Extract
-- -- --

Accessing caller, callee, and arguments was restricted in strict mode to improve security and allow JavaScript engines to optimize function calls better. These properties are mostly deprecated due to their performance impacts and the potential for errors in asynchronous contexts.
In conclusion
I can use the import logic to actually resolve exported value, which can be useful for default value resolution but I'm pretty much stuck on the introspection side. I'll need to do it with the basic TypeScript compiler API.
I'll continue following this path, if by any chance there's a better way, please let me know, I'm writing code that should be easily replacable for that purpose.
If you are just using javascript, then you definitely won't access to the types. For this stuff it will all need to be with the compiler api.
There is also a way to get the compiler api to simplify a type for you. So it would take something like
type User = {name: string, age: number}
type PartialUser = Partial<User>
and give you
type PartialUser = {name?: string, age?: number}
I can't remember the exact way off of the top of my head, but it did involve getting the symbols for the types IIRC
I can't remember the exact way off of the top of my head, but it did involve getting the symbols for the types IIRC
This will definitely be helpful! I almost at this part haha
That would also simplify the 'do we use type or interface for dag.Interface' question.
As long as you can simplify the type, it doesn't matter which one is used.
There is also ts-morph which may help out in using the compiler api
see: https://stackoverflow.com/a/68623960
This may help as well. The fact that its a cli doesn't help much, but it does basically achieve what you need https://github.com/FormidableLabs/ts-simplify
I'm currently hitting an issue with ts-morph, I'll need to change the way I actually resolve typedef in case of intersection.
I opened an issue, hopefully I can get unblock fast on that because it's another level of difficulity to do an hybrid resolution: https://github.com/dsherret/ts-morph/issues/1580
Update related to the Type resolution:
I'm having an issue with ts-morph, he's not able to properly resolve some types for some reason so I'll need to change my strategie and fallback to backward resolution.
Basically the idea is:
- Solve what I can (and easy type)
- If I cannot solve it (if the type is a reference to another type): store it as undefined until it's solved by reference later.

-- -- --

Information given
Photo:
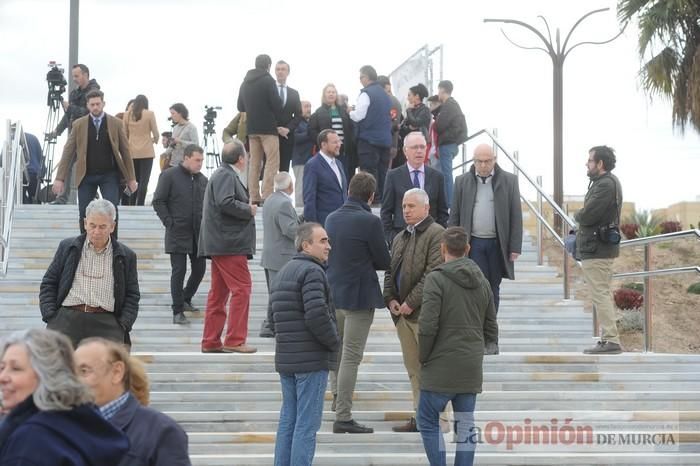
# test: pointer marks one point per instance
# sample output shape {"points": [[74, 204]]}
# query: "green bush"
{"points": [[634, 286]]}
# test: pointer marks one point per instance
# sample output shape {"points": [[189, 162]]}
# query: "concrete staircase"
{"points": [[229, 404]]}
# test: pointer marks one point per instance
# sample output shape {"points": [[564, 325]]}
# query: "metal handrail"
{"points": [[10, 188], [647, 242]]}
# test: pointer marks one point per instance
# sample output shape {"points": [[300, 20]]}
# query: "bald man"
{"points": [[486, 204]]}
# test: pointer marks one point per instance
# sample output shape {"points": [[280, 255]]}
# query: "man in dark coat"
{"points": [[451, 128], [487, 205], [155, 439], [601, 208], [290, 115], [303, 316], [457, 321], [91, 288], [227, 236], [358, 253], [325, 184], [413, 174], [258, 97], [178, 201]]}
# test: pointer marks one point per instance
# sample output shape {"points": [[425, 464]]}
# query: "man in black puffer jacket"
{"points": [[304, 322]]}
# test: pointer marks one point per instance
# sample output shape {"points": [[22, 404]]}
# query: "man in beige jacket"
{"points": [[98, 144]]}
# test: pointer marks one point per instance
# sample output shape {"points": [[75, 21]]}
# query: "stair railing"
{"points": [[647, 242], [11, 169]]}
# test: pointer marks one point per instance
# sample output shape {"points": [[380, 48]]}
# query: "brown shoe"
{"points": [[240, 349], [212, 350], [410, 426]]}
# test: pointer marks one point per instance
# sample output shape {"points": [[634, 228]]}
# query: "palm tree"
{"points": [[674, 71]]}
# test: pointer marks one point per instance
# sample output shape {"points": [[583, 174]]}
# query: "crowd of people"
{"points": [[444, 245]]}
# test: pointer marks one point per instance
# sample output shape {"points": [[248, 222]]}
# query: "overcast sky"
{"points": [[198, 52]]}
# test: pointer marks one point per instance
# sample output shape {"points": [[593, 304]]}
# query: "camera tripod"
{"points": [[210, 144], [48, 149]]}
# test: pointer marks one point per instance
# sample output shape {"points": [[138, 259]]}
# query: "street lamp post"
{"points": [[558, 53]]}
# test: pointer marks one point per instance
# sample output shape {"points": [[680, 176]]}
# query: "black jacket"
{"points": [[303, 314], [600, 207], [258, 97], [58, 280], [178, 201], [228, 223], [450, 124], [359, 251], [398, 181], [321, 119], [77, 106]]}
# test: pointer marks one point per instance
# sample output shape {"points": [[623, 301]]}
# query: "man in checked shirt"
{"points": [[91, 288]]}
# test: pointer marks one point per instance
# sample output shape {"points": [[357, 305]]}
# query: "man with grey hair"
{"points": [[91, 288], [227, 237], [280, 223], [415, 252]]}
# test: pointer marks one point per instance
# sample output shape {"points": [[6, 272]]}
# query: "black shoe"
{"points": [[604, 347], [266, 330], [410, 426], [180, 319], [350, 427], [188, 307]]}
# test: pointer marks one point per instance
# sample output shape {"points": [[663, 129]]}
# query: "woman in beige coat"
{"points": [[142, 132]]}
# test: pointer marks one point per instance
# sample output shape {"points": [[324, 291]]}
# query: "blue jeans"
{"points": [[300, 417], [487, 255], [447, 152], [109, 189], [430, 406]]}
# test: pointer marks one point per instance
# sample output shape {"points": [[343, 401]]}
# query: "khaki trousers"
{"points": [[263, 146], [598, 276], [353, 328]]}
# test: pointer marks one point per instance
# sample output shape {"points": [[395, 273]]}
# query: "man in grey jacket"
{"points": [[601, 208], [280, 223], [487, 205], [457, 321], [227, 237]]}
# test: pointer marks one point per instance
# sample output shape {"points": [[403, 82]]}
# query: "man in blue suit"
{"points": [[325, 184]]}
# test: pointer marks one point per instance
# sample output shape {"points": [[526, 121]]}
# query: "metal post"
{"points": [[648, 320], [540, 250], [74, 33]]}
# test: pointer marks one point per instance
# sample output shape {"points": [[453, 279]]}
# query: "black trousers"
{"points": [[78, 325], [178, 262], [142, 169], [374, 160]]}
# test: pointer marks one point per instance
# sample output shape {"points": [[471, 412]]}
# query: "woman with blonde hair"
{"points": [[51, 418], [331, 115]]}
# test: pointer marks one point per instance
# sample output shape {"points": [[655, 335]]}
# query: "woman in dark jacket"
{"points": [[51, 417], [331, 115]]}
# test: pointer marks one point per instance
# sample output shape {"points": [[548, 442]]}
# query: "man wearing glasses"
{"points": [[413, 174], [91, 288], [486, 204]]}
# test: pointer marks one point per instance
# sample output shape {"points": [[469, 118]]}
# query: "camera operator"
{"points": [[75, 108]]}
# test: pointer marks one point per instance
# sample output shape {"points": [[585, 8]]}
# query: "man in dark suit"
{"points": [[290, 116], [99, 146], [358, 252], [413, 174], [325, 184], [280, 224]]}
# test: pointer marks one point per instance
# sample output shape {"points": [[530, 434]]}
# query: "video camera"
{"points": [[209, 117], [56, 82]]}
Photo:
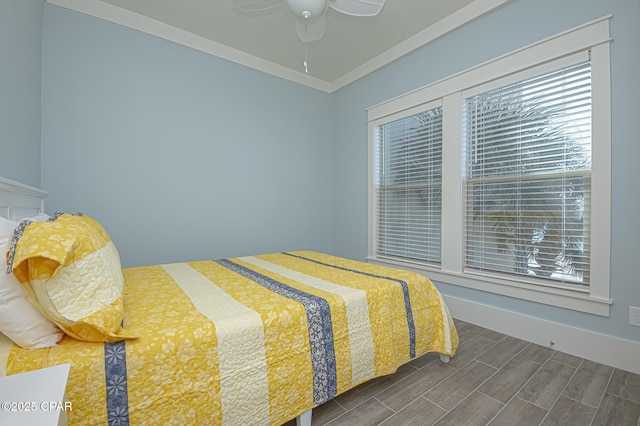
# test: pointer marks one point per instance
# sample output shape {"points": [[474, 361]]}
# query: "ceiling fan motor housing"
{"points": [[307, 8]]}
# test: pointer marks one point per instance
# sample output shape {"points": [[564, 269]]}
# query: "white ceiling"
{"points": [[267, 40]]}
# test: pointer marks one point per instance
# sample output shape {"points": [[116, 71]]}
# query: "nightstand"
{"points": [[35, 397]]}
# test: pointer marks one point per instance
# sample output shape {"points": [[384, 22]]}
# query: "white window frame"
{"points": [[593, 39]]}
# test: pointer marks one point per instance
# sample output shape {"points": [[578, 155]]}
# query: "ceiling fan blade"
{"points": [[357, 7], [255, 5], [311, 29]]}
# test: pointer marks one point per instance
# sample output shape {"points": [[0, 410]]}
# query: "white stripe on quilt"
{"points": [[358, 321], [240, 347]]}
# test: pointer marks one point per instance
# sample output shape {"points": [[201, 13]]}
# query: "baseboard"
{"points": [[613, 351]]}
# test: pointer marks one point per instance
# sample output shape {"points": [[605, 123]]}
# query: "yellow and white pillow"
{"points": [[71, 272], [19, 319]]}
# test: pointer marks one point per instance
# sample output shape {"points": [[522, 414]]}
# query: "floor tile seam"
{"points": [[431, 402], [604, 392], [393, 383], [622, 397], [564, 388], [533, 360], [394, 411]]}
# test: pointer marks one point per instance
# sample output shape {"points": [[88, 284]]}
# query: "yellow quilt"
{"points": [[251, 340]]}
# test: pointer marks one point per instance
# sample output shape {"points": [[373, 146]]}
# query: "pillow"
{"points": [[71, 271], [19, 319]]}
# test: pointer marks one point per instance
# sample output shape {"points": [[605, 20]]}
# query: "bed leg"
{"points": [[304, 419]]}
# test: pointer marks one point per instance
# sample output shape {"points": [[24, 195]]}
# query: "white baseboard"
{"points": [[609, 350]]}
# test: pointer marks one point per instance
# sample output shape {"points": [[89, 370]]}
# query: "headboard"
{"points": [[18, 200]]}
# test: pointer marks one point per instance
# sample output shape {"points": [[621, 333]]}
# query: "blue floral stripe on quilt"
{"points": [[115, 365], [405, 291], [323, 358]]}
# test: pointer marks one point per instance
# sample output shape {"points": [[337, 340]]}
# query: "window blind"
{"points": [[408, 180], [527, 178]]}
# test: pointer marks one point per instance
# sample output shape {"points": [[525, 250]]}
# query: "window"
{"points": [[498, 178], [527, 174], [409, 187]]}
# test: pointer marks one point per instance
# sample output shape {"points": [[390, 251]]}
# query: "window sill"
{"points": [[563, 298]]}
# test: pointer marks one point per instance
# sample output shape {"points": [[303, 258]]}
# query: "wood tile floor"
{"points": [[494, 379]]}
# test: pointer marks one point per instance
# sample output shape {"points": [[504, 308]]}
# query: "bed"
{"points": [[255, 340]]}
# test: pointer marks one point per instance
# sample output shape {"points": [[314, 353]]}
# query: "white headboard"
{"points": [[18, 200]]}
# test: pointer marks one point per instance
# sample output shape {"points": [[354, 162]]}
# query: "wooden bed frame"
{"points": [[18, 200]]}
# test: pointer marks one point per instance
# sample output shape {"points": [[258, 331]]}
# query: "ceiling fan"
{"points": [[310, 14]]}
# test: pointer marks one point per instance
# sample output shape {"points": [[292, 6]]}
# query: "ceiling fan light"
{"points": [[314, 8]]}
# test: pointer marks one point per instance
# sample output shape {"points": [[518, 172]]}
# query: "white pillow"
{"points": [[19, 319]]}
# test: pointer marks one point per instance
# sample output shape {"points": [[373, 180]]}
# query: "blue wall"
{"points": [[179, 154], [516, 25], [185, 156], [20, 56]]}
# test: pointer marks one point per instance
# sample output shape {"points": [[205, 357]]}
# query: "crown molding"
{"points": [[136, 21]]}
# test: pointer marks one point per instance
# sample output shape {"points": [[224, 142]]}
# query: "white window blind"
{"points": [[527, 178], [408, 182]]}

-- -- --

Stated goal 1
In the thread on TypeScript type resolution above, why was access to certain function properties restricted in strict mode? Answer in one to three sentences.
Stated goal 2
List every property that the thread on TypeScript type resolution says strict mode restricts access to.
Stated goal 3
Extend the thread on TypeScript type resolution, picking up after its final sentence.

Written reply 1
Access to caller, callee, and arguments was restricted in strict mode to improve security. It also lets JavaScript engines optimize function calls better.

Written reply 2
- caller
- callee
- arguments

Written reply 3
Because sometime, ts-morph will think a type is something while it's actually another, example:
Here's in the first case, type is correctly resolve but not in the other because the default value seems to impact the type resolution (ts-morph tries to do some inference but it doesn't really work well).
@func()
testEnum(test: TestEnum = defaultEnum): TestEnum {
return test
}
@func()
testEnumStatic(test: TestEnum = TestEnum.A): TestEnum {
return test
}
"testEnum": {
"name": "testEnum",
"arguments": {
"test": {
"type": {
"kind": "ENUM_KIND",
"name": "TestEnum"
},
"defaultValue": "b"
}
}
},
"testEnumStatic": {
"name": "testEnumStatic",
"arguments": {
"test": {
"type": {
"kind": "OBJECT_KIND",
"name": "References"
},
}
}
},
Ts-morph is doing such a weird job on type resolution.. it can resolve a node to a complete different type and it's not consistent...
node: test: TestEnum = TestEnum.A
type: import("/Users/tomchauveau/Documents/github.com/dagger/dagger/sdk/typescript/introspector-v2/test/testdata/references/types").Data[]
That's so strange...
I've complete the reference propagation, it works perfectly! Now I'm fighting with ts-morph not giving me the correct type for an argument.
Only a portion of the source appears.